Teks Bacaan:
━━━

JADI begini. Mari kita sama sama sepakati definisi penjajahan. Setelah itu mari kita uji definisi tadi ke beberapa tanah dan pulau di luar Jawa. Ini penting, maksud saya, untuk bisa membuat kita, aku dan kamu menjadi tercerahkan. Jangan-jangan apa yang kita bilang nasionalisme, yang kita sebut kesatuan, sebenarnya adalah penjajahan dengan gincu yang terlalu.
Apakah penjajahan apabila masyarakat asli dibunuh, tanahnya direbut dengan cara curang, lalu dibiarkan miskin di tanah yang sejatinya kaya? Apakah penjajahan jika orang orang dari keluargamu, temanmu, sahabatmu, mati kelaparan di tanah yang kaya dan subur? Mengalami kekerasan karena menyuarakan pendapat dan pemikiran? Dipenjara belasan tahun karena mengibarkan selembar kain berlambang bintang kejora, sementara pembunuh aktivis HAM bisa divonis lebih ringan?
Apakah penjajahan jika tanahmu diduduki orang asing dari negeri yang jauh? Yang secara fisik berbeda denganmu, berbeda kebudayaan denganmu, berbeda nilai denganmu. Lantas orang-orang asing itu datang ke tanahmu, menyebutmu sebagai orang liar, orang barbar, yang perlu diselamatkan, perlu dididik, perlu diberi pakaian, perlu dicerahkan dan diberi nilai-nilai baru?
Mari kemudian kita uji definisi tadi pada Papua. Sebenarnya kita sedang berusaha menegakkan kedaulatan, menjajah atau sedang menyenangan ndoro tuan bernama Freeport? Adakah definisi yang lebih degil, lebih sumbing dan lebih koyak dari nasionalisme yang dibangun dari pengorbanan orang-orang lain? Apakah kita sedang membebaskan Papua? Membebeaskan dari siapa? Lantas ketika sudah bebas, apa yang kita lakukan?

━━━

Soal Latihan 1:
Tolong sunting baris data mulai dari baris yang memuat "the white cricket" sampai baris yang memuat "x=122, y=44", kedua baris itu ikut dihitung. Ganti "phrase" dengan "keyword" dan biarkan bagian lain tetap sama.

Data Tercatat
━━━

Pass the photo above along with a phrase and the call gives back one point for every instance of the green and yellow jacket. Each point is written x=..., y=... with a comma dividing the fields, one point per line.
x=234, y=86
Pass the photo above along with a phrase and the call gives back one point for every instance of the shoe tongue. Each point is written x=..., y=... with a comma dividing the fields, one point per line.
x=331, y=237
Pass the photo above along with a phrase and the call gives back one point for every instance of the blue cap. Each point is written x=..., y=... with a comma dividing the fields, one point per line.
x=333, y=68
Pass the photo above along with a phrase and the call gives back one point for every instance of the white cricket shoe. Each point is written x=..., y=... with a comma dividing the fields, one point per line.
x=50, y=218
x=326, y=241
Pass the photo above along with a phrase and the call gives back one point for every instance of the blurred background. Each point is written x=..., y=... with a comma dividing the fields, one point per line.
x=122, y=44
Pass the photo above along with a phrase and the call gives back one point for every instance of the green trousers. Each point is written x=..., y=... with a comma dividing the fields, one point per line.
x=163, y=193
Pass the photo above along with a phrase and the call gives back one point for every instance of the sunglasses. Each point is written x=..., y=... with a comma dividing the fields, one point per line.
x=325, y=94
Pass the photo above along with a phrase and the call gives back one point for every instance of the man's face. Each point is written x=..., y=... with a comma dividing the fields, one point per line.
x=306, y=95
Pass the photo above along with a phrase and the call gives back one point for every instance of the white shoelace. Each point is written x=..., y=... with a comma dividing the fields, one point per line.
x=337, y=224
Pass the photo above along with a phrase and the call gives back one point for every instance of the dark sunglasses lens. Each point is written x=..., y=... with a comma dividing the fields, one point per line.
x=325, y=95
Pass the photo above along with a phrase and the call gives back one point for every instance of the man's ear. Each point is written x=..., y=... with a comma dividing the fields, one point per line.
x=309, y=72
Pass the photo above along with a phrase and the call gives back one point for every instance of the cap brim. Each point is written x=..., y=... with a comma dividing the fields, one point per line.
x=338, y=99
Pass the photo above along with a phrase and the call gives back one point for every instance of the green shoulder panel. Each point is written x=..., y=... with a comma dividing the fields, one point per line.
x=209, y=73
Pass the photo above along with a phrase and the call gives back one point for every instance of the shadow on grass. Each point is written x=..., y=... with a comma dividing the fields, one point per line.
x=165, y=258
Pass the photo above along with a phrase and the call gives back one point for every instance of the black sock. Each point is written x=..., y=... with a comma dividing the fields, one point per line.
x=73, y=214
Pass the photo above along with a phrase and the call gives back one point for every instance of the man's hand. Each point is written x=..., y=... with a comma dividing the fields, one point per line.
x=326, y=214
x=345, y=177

━━━

Soal Latihan 2:
Menurut teks bacaan, lambang apa yang ada pada selembar kain yang pengibarnya dipenjara belasan tahun?

Jawaban Lengkap 1:
Pass the photo above along with a keyword and the call gives back one point for every instance of the white cricket shoe. Each point is written x=..., y=... with a comma dividing the fields, one point per line.
x=50, y=218
x=326, y=241
Pass the photo above along with a keyword and the call gives back one point for every instance of the blurred background. Each point is written x=..., y=... with a comma dividing the fields, one point per line.
x=122, y=44

Jawaban Lengkap 2:
Bintang kejora.